--- Excerpt ---
John Doyle Lee (1812–1877) was one of the most controversial figures of early Mormon history. A fervent convert, he was adopted by Brigham Young and rose to become a leading member of the church’s hierarchy. Lee left behind a number of colorful diaries that reveal in fascinating clarity and detail the everyday life of Utah’s pioneer settlers. In them, he describes his close relationship with Brigham Young, his experiences in converting Native Americans to Mormonism, his trials with farming and livestock, his encounters with his 19 wives, and his eventual exile to the barren wastelands of Lee’s Ferry.
In the 1950s, five of Lee’s diaries in the Huntington collections were meticulously edited and annotated by historians Robert Glass Cleland and Juanita Brooks and published in two volumes by the Huntington Library in 1955 to great acclaim as A Mormon Chronicle, The Diaries of John D. Lee, 1848–1876. The University of Utah Press kept the book in print until the 1990s; it has now been reprinted as a Huntington Library Classic with a new foreword by Andrew Rolle, a Huntington research fellow and retired Cleland Professor of History from Occidental College. In his foreword, Rolle discusses the collaboration between Cleland, a leading historian of the Southwest, and Brooks, a notable scholar of Mormon history.
Foreword
Introduction
Diary One, 1848_-1849
Supplemental Material, 1851-1857
Diary Two, 1857-1861
Index
Supplemental Material, 1861-1866
Diary Three, 1866-1873
Diary Four, 1873-1874
Diary Five, 1875-1876
Acknowledgments
Index
Robert Glass Cleland (1885–1957) was the author or editor of numerous books dealing with the history of California and Mexico.
Juanita Brooks (1898–1989) wrote extensively about the Mormon settlement and development of Utah. Her best-known book, The Mountain Meadows Massacre, is today the standard authority on that great tragedy.
---
### [Task instructions]
• a. According to the passage on Lee's diaries, how many wives did John Doyle Lee have?
• b. Reproduce the stretch from "In the 1950s, five" through "of Mormon history." in the passage on Lee's diaries, changing "foreword" to "preface".
--- Listed records ---
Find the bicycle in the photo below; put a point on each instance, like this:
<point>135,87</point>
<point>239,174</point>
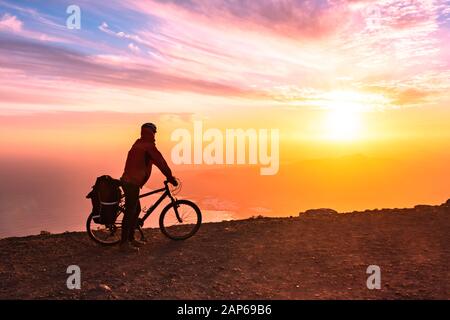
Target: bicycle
<point>179,220</point>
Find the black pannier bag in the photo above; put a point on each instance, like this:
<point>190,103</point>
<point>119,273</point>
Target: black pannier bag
<point>105,197</point>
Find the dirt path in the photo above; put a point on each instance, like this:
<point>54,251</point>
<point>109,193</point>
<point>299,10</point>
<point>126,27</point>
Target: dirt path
<point>311,257</point>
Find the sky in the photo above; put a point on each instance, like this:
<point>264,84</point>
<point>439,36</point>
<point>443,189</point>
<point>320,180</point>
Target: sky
<point>359,91</point>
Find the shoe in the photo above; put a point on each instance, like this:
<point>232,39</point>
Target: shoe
<point>136,243</point>
<point>127,247</point>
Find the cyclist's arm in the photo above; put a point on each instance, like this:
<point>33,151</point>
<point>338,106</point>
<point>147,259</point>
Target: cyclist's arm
<point>159,161</point>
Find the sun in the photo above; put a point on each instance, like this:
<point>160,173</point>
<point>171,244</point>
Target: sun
<point>343,124</point>
<point>343,120</point>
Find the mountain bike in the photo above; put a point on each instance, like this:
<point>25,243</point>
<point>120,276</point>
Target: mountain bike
<point>179,220</point>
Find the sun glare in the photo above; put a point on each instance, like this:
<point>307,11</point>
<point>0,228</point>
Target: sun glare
<point>342,125</point>
<point>343,118</point>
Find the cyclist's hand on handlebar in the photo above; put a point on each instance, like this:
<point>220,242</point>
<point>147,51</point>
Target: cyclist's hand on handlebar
<point>173,181</point>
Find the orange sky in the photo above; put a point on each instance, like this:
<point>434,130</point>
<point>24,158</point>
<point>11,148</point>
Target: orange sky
<point>359,91</point>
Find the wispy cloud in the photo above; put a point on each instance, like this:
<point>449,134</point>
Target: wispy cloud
<point>284,52</point>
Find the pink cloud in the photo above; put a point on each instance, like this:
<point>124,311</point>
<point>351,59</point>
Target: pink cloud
<point>10,23</point>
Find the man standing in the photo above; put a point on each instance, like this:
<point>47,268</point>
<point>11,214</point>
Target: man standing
<point>138,167</point>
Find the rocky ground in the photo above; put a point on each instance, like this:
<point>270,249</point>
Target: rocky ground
<point>318,255</point>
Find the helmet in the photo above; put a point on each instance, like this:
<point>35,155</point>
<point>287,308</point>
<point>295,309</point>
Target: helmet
<point>149,125</point>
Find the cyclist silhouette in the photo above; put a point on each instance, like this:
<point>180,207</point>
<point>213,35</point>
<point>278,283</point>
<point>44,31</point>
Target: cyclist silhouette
<point>138,167</point>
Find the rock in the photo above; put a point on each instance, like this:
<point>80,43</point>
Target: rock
<point>319,212</point>
<point>105,287</point>
<point>446,204</point>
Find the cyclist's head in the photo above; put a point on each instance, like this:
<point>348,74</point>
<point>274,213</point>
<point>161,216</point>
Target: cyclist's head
<point>148,130</point>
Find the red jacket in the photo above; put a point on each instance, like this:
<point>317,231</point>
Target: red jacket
<point>142,155</point>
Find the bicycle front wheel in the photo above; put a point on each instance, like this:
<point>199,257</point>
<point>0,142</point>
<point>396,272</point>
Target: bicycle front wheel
<point>180,220</point>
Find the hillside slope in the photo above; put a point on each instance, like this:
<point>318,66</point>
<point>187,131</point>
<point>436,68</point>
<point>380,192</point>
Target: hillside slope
<point>306,257</point>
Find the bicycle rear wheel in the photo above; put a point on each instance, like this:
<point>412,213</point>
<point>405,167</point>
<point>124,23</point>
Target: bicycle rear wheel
<point>180,220</point>
<point>109,235</point>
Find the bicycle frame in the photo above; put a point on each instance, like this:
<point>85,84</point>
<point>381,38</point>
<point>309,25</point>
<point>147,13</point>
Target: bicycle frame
<point>166,193</point>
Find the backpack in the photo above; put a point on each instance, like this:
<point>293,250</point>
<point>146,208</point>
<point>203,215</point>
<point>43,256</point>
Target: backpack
<point>105,197</point>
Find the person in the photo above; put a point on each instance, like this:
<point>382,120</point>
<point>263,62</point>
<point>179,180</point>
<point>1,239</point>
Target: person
<point>141,157</point>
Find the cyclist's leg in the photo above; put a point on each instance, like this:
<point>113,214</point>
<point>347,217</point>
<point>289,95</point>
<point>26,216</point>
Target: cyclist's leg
<point>131,203</point>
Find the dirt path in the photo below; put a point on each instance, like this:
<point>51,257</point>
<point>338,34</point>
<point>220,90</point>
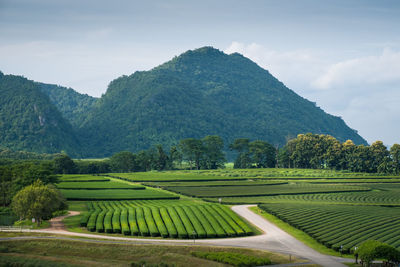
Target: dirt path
<point>274,239</point>
<point>56,223</point>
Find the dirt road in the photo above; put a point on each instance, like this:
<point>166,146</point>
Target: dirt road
<point>273,239</point>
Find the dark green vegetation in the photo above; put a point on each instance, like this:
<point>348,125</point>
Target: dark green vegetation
<point>29,121</point>
<point>201,92</point>
<point>92,253</point>
<point>38,201</point>
<point>234,259</point>
<point>372,250</point>
<point>88,187</point>
<point>262,190</point>
<point>100,194</point>
<point>336,226</point>
<point>315,151</point>
<point>165,218</point>
<point>72,105</point>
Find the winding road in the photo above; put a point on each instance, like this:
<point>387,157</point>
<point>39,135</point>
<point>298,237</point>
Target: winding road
<point>273,239</point>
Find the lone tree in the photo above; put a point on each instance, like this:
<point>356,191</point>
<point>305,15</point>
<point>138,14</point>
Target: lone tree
<point>38,201</point>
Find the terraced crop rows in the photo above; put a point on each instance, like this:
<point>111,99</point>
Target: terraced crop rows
<point>165,218</point>
<point>337,225</point>
<point>262,190</point>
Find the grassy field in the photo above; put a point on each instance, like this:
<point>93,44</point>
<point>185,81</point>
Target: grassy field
<point>95,253</point>
<point>116,194</point>
<point>97,185</point>
<point>343,225</point>
<point>263,190</point>
<point>165,218</point>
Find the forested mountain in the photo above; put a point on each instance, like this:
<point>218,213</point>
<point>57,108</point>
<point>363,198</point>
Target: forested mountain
<point>29,121</point>
<point>72,105</point>
<point>202,92</point>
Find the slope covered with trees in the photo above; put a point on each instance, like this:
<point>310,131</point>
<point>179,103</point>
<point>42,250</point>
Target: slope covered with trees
<point>72,105</point>
<point>203,92</point>
<point>29,121</point>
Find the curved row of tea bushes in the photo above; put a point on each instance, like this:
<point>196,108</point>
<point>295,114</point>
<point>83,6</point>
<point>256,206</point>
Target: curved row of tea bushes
<point>198,227</point>
<point>159,222</point>
<point>182,219</point>
<point>168,223</point>
<point>341,226</point>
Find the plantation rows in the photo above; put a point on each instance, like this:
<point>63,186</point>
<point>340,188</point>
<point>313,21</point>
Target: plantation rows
<point>175,219</point>
<point>383,194</point>
<point>339,225</point>
<point>263,190</point>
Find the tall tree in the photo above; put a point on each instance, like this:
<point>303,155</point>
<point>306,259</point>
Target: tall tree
<point>263,154</point>
<point>213,155</point>
<point>395,155</point>
<point>123,161</point>
<point>37,201</point>
<point>192,151</point>
<point>241,145</point>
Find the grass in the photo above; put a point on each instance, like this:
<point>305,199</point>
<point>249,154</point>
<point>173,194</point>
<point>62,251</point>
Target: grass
<point>97,185</point>
<point>262,190</point>
<point>94,253</point>
<point>115,194</point>
<point>298,234</point>
<point>341,225</point>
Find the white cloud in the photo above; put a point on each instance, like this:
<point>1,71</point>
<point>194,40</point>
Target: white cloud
<point>364,91</point>
<point>294,68</point>
<point>364,72</point>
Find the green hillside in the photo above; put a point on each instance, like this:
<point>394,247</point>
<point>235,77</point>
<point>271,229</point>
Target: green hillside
<point>203,92</point>
<point>72,105</point>
<point>29,121</point>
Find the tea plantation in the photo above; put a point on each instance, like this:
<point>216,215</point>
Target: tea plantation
<point>165,218</point>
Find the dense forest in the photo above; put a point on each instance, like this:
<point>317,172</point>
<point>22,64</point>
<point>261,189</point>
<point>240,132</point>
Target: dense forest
<point>201,92</point>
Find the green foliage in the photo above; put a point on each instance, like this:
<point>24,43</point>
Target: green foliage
<point>235,259</point>
<point>340,225</point>
<point>38,201</point>
<point>372,249</point>
<point>29,121</point>
<point>72,105</point>
<point>202,92</point>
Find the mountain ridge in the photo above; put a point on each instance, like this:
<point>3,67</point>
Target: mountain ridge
<point>200,92</point>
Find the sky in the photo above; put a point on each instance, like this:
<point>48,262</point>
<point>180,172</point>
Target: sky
<point>343,54</point>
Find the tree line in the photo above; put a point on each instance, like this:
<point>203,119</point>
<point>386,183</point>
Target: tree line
<point>318,151</point>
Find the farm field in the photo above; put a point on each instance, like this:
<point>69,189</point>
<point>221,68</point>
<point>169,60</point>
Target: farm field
<point>379,194</point>
<point>341,225</point>
<point>262,190</point>
<point>89,187</point>
<point>165,218</point>
<point>245,174</point>
<point>98,185</point>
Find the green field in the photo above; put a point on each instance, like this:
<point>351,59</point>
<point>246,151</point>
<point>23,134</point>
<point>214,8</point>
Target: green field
<point>337,225</point>
<point>116,194</point>
<point>165,218</point>
<point>263,190</point>
<point>98,185</point>
<point>82,178</point>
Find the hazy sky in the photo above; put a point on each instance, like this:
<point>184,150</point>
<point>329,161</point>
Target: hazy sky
<point>344,55</point>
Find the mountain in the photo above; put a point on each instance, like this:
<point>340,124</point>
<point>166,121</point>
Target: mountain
<point>202,92</point>
<point>72,105</point>
<point>29,121</point>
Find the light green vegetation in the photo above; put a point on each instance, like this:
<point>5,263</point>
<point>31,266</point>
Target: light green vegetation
<point>263,190</point>
<point>380,194</point>
<point>97,185</point>
<point>165,218</point>
<point>213,183</point>
<point>82,178</point>
<point>116,194</point>
<point>339,225</point>
<point>95,253</point>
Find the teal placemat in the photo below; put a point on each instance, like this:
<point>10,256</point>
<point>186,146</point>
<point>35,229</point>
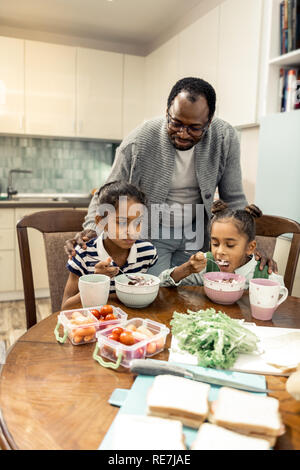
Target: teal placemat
<point>135,398</point>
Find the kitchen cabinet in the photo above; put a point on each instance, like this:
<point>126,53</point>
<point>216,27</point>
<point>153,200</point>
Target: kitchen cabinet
<point>11,85</point>
<point>239,61</point>
<point>161,75</point>
<point>99,93</point>
<point>198,56</point>
<point>133,92</point>
<point>49,89</point>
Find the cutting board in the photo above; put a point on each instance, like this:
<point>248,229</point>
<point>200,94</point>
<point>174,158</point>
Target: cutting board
<point>135,398</point>
<point>253,363</point>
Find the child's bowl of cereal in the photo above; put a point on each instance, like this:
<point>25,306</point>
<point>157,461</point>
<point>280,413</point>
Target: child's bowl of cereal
<point>81,325</point>
<point>224,288</point>
<point>138,291</point>
<point>137,338</point>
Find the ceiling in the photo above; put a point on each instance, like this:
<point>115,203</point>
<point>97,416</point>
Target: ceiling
<point>135,22</point>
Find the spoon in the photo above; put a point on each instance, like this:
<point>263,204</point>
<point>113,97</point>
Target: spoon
<point>205,256</point>
<point>132,278</point>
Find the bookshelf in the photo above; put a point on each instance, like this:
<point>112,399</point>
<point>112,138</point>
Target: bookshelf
<point>272,60</point>
<point>290,59</point>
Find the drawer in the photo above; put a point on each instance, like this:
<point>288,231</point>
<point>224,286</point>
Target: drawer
<point>7,267</point>
<point>7,239</point>
<point>7,219</point>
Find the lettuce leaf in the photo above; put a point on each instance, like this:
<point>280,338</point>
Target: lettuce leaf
<point>214,337</point>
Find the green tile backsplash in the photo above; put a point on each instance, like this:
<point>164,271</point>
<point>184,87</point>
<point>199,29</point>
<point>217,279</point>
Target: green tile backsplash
<point>58,165</point>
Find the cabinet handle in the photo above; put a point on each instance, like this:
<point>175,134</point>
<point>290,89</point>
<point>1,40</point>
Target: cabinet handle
<point>21,122</point>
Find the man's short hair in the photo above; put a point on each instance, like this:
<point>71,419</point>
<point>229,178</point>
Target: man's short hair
<point>195,87</point>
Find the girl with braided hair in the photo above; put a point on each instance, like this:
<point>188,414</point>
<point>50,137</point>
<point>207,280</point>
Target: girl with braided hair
<point>232,239</point>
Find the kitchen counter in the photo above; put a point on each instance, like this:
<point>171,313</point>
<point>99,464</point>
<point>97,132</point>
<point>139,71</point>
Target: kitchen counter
<point>46,202</point>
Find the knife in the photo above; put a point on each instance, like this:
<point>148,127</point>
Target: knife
<point>155,367</point>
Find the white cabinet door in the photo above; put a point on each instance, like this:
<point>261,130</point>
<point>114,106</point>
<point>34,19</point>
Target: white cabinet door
<point>133,92</point>
<point>99,94</point>
<point>239,61</point>
<point>11,85</point>
<point>161,75</point>
<point>49,89</point>
<point>198,57</point>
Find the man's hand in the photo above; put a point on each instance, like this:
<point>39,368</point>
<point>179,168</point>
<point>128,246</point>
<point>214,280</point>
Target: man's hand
<point>272,265</point>
<point>80,239</point>
<point>105,267</point>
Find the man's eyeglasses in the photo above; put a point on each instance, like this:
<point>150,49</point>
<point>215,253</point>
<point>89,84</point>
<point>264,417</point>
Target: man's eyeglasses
<point>193,129</point>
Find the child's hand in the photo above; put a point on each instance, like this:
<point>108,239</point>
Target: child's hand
<point>105,267</point>
<point>197,262</point>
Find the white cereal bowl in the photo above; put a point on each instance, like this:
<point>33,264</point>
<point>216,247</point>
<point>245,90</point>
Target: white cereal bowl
<point>136,296</point>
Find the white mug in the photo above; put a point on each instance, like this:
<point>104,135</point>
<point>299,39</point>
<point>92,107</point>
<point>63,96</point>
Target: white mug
<point>94,289</point>
<point>264,297</point>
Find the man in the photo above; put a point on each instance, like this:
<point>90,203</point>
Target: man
<point>179,161</point>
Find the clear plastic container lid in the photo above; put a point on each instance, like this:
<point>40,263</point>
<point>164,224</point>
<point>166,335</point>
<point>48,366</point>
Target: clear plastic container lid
<point>81,326</point>
<point>149,337</point>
---
### [Answer set]
• a. Nineteen.

• b.
In the 1950s, five of Lee’s diaries in the Huntington collections were meticulously edited and annotated by historians Robert Glass Cleland and Juanita Brooks and published in two volumes by the Huntington Library in 1955 to great acclaim as A Mormon Chronicle, The Diaries of John D. Lee, 1848–1876. The University of Utah Press kept the book in print until the 1990s; it has now been reprinted as a Huntington Library Classic with a new preface by Andrew Rolle, a Huntington research fellow and retired Cleland Professor of History from Occidental College. In his preface, Rolle discusses the collaboration between Cleland, a leading historian of the Southwest, and Brooks, a notable scholar of Mormon history.